Prompt:
Output as a JSON list of strings every line from the one containing "target | bus rear wheel" through the end of the data, both ends included, one string per line and blank lines omitted.

— begin —

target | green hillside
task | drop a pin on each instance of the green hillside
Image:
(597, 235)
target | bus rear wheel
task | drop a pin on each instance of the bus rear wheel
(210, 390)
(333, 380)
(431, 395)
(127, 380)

— end —

Full solution:
[
  "target | bus rear wheel",
  "task | drop a pin on each instance of the bus rear wheel",
  "(210, 390)",
  "(333, 380)",
  "(431, 395)",
  "(127, 380)"
]